Kaynak metin —
Vira Bismillah!

Özgür UYANIK

 Yıllar önce “dünyanın sonundaki yer” olarak bilinen ve Antarktika’ya en yakın son yerleşim yeri olan Usuaia’da bir İspanyol bana dönüp, Avrupa dışında neden Türk’e rastlamadığını, sormuştu. Güney Kutbuna yakınlığı sebebiyle, kışın öğle 12 gibi havanın karardığı, Usuaia gerçekten de dünyanın sonuna vardığınızı hissettiriyordu. Çayımı yudumlayıp “eğer” dedim “senin dedelerin benimkileri İnebahtı’nda denize dökmemiş olsaydı, şimdi bu soruyu muhtemelen ben sana soruyor olacaktım”.

 

İnebahtı’nda Haçlı donanması durdurduğundan beri biz Türkler okyanusu aşamıyoruz. Atlantik’in ötesine ve Pasifik’e ulaşamıyoruz. Oysa buralar dünyanın kültür ve enerji kaynakları. Latin Amerika dünya hammaddesinin üçte ikisini karşılıyor. Uzak doğu bu hammaddeyi üretime çeviriyor.

 

Askeri yenilgilerin fiziki yanı kolay atlatılır. Asıl darbe yenilgiyi kabul etmekle başlar. Düşmanın çizdiği sınırları kabul eden kendini gönüllü esir haline getirir. Biz haçlının çizdiği sınırları kabul ettiğimizden beri kafamızın sınırlarını da daralttık.

Gösterilen satırlar —
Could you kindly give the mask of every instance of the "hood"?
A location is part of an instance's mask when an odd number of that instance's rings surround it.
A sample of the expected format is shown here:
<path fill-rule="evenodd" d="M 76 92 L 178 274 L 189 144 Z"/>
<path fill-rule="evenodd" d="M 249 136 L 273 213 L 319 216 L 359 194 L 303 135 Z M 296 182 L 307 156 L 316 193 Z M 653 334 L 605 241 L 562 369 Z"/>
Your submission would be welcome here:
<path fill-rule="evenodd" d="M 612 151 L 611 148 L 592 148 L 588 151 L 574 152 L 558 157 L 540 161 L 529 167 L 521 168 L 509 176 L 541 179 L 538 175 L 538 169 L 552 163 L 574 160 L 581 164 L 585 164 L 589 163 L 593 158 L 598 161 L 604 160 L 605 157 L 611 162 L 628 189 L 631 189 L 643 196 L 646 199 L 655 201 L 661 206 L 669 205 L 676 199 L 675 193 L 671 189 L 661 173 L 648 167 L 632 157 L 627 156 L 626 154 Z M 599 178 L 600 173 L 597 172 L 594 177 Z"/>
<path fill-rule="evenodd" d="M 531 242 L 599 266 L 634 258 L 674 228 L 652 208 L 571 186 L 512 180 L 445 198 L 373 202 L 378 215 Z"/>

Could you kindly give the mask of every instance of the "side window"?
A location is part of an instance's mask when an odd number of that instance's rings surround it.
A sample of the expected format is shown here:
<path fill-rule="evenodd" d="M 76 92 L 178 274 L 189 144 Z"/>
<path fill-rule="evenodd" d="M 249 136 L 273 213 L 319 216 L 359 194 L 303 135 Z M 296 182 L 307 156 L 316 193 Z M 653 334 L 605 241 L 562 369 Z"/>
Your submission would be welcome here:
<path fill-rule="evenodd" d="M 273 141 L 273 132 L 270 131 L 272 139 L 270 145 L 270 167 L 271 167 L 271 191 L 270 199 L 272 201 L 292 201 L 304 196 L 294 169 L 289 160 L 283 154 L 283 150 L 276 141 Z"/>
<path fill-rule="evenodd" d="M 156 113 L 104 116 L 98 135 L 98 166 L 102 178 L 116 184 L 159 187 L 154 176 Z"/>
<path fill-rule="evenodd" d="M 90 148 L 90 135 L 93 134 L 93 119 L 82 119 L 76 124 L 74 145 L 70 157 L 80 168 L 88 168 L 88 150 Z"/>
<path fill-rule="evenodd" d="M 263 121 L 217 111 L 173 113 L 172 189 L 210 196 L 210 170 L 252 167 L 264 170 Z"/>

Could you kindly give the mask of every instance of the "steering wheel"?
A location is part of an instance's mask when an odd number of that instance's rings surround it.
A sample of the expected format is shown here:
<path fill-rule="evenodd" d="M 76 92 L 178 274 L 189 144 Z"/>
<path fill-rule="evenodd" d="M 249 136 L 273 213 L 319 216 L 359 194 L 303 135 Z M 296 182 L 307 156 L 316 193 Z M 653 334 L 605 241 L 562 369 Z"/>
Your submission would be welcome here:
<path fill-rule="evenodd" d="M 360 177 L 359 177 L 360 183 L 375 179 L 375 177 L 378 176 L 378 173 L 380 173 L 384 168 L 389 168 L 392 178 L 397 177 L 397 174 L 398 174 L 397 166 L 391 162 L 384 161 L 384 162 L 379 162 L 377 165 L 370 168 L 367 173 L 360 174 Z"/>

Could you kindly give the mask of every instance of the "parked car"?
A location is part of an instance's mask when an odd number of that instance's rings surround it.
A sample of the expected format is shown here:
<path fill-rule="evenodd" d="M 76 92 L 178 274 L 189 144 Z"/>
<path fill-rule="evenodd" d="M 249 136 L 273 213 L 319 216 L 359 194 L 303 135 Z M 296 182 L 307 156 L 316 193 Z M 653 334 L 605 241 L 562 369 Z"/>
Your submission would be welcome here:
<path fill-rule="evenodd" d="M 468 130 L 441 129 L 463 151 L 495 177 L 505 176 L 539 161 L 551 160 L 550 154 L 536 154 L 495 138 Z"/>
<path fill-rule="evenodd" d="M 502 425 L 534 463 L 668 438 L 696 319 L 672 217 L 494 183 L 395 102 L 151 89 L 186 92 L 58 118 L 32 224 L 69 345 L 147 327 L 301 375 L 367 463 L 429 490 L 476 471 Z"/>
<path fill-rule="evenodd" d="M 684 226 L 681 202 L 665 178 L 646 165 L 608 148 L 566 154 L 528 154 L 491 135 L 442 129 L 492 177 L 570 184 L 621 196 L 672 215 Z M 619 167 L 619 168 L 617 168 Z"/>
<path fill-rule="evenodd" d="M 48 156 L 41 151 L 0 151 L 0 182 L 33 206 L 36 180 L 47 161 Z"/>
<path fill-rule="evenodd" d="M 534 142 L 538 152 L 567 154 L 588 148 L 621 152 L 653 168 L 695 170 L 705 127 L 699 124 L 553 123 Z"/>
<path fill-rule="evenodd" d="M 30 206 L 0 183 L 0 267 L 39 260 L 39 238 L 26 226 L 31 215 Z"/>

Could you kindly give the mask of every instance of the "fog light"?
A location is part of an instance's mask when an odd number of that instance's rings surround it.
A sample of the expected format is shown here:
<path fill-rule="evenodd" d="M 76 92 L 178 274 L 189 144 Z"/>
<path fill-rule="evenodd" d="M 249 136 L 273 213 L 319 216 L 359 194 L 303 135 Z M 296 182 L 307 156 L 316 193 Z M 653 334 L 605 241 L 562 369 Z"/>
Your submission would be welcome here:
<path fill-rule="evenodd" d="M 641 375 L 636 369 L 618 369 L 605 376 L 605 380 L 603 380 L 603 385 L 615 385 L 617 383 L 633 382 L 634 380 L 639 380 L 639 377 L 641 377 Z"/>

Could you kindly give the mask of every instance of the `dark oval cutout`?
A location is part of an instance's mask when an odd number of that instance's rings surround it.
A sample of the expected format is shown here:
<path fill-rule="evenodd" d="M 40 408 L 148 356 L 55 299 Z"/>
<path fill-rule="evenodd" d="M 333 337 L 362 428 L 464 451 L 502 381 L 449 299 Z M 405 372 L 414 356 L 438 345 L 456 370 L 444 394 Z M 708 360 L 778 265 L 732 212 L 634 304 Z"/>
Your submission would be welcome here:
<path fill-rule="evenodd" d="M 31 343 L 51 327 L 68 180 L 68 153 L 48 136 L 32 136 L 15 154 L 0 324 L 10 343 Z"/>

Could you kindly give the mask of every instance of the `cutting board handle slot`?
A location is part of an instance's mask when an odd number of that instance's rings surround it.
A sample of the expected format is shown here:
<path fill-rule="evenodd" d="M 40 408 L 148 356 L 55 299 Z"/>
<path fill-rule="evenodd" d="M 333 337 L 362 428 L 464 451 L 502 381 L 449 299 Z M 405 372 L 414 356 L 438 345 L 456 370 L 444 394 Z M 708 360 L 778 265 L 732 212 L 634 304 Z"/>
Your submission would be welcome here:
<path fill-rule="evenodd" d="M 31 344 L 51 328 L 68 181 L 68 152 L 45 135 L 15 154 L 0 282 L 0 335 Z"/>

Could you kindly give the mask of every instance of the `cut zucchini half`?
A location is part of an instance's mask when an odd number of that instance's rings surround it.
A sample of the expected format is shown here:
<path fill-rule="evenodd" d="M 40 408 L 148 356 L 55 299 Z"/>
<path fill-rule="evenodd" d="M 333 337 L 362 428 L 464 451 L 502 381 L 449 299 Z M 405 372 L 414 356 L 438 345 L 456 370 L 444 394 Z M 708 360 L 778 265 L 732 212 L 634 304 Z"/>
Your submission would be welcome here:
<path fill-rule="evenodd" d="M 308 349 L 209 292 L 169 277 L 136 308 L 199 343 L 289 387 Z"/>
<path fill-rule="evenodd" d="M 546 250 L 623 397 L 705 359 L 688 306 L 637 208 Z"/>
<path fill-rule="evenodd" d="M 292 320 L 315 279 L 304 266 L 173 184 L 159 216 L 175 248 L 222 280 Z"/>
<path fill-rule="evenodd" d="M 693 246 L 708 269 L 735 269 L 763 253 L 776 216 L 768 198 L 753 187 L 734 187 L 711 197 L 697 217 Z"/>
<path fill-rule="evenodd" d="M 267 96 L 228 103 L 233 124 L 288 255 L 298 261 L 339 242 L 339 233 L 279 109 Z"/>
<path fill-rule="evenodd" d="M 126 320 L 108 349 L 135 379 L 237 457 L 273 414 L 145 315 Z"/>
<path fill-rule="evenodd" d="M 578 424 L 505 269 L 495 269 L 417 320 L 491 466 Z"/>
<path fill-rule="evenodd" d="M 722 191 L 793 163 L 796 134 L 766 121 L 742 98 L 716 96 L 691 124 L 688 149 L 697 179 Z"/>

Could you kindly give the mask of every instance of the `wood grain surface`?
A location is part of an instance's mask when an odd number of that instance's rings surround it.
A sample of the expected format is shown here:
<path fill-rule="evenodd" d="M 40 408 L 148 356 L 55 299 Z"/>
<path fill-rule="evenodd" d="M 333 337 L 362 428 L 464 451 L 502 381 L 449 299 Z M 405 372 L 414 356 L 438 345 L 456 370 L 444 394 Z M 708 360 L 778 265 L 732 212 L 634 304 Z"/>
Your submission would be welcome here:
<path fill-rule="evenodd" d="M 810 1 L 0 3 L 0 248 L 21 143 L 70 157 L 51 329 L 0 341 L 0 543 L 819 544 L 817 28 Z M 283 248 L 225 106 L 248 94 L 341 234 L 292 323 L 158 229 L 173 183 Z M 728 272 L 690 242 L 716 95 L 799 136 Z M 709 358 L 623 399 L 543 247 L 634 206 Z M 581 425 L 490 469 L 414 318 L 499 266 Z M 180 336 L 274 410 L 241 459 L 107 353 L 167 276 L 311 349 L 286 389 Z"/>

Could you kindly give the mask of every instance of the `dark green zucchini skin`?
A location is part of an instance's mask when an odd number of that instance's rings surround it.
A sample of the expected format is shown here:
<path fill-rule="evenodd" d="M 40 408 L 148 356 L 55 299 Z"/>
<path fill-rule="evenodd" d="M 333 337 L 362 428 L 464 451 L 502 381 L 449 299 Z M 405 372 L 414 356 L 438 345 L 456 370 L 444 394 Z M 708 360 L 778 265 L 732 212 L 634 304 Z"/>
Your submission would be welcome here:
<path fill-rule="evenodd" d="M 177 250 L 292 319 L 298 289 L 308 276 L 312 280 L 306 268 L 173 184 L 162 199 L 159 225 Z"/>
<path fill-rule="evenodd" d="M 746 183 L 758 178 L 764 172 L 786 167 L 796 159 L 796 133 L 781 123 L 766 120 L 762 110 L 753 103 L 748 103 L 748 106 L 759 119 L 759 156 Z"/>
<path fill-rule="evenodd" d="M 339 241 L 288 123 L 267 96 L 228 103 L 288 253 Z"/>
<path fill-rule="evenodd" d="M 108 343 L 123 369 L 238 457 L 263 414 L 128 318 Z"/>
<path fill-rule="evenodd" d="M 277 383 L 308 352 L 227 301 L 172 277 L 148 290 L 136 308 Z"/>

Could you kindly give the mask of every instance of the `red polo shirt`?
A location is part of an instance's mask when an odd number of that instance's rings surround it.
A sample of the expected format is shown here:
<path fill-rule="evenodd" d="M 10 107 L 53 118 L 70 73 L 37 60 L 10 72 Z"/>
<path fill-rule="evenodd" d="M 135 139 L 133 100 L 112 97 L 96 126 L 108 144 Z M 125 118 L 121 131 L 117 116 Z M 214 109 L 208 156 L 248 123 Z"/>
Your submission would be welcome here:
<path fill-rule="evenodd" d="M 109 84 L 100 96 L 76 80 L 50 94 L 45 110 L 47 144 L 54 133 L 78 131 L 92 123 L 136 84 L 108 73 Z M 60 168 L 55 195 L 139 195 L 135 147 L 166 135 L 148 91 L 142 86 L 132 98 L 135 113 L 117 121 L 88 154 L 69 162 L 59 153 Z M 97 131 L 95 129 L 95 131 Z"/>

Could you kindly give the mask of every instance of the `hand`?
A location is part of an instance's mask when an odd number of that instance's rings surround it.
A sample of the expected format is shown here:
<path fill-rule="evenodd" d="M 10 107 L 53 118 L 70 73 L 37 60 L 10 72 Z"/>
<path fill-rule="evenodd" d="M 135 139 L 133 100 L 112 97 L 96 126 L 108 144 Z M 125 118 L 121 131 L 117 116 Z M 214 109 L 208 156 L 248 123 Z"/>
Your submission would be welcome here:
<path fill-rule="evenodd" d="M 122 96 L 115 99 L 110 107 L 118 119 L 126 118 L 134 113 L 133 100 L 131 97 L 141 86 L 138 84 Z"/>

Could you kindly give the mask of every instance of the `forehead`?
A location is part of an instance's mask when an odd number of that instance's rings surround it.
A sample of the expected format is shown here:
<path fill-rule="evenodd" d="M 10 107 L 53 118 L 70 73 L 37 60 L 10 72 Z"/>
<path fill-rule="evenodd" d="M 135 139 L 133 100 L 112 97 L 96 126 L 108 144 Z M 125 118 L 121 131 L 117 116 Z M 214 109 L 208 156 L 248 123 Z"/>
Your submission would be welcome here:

Yapılacak iş — Kaynak metne göre Latin Amerika dünya hammaddesinin ne kadarını karşılıyor? Satırların kaynak metinle hiçbir ilgisi yoktur.

Nihai cevap — Üçte ikisini karşılıyor.